»»

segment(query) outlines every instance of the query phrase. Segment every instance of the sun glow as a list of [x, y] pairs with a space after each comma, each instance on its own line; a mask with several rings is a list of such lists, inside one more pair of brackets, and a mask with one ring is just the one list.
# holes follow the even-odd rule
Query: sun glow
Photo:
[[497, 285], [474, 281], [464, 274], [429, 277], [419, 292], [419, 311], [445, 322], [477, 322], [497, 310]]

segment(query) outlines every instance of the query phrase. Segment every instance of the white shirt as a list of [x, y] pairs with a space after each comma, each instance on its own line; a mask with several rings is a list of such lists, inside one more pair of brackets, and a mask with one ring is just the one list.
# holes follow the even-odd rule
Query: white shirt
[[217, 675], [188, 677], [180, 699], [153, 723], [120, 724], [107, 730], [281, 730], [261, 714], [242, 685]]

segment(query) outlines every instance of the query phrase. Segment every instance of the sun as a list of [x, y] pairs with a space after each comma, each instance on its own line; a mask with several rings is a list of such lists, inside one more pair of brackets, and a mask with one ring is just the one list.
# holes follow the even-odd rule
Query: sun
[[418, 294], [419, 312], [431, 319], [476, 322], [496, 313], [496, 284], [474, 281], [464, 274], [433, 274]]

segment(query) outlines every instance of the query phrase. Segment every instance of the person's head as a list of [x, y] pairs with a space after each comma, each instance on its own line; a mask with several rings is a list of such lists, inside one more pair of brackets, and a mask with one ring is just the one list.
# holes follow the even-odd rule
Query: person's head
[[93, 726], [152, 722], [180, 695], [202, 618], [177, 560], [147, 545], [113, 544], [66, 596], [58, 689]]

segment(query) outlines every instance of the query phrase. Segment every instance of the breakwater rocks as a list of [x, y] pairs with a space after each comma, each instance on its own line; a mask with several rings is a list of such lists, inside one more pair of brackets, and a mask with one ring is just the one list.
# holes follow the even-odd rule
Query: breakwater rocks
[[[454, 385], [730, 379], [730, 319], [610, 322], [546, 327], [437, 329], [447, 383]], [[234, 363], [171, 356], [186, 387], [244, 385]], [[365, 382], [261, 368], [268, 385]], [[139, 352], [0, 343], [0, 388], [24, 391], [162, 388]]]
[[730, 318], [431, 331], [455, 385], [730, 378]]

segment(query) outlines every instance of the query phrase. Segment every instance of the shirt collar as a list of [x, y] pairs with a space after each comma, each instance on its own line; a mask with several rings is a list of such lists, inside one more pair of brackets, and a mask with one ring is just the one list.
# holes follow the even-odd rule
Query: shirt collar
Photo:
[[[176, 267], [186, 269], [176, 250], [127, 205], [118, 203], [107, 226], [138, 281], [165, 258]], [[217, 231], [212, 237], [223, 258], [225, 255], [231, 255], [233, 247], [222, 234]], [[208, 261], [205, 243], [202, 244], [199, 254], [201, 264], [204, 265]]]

««

## Twoje polecenie
Proszę przepisać ponownie wiersze rekordów od wiersza zawierającego „of the breakwater” aż do wiersza zawierającego „[[730, 318], [431, 331], [455, 385], [730, 378]]”, włącznie z oboma, razem z poleceniami. Każdą współrzędną w odpowiedziach pomnóż przez 2,25 i zaokrąglij do liczby całkowitej, połówki w górę.

## Wynik poniżej
segment(query) outlines every instance of the query phrase. Segment every instance of the breakwater rocks as a list of [x, y] pairs with a space after each comma, each instance on its own line; a mask with several rings is a list of such lists, inside one more pair of brackets, and a mask with one ring is just the one list.
# holes follow the even-odd rule
Query: breakwater rocks
[[[1022, 866], [1643, 853], [1643, 718], [1373, 725], [1229, 736], [983, 740], [1006, 862]], [[527, 817], [385, 801], [419, 871], [549, 866]], [[821, 860], [587, 828], [603, 866]], [[313, 792], [0, 772], [0, 873], [54, 880], [365, 873]]]
[[1643, 716], [970, 745], [1024, 866], [1643, 851]]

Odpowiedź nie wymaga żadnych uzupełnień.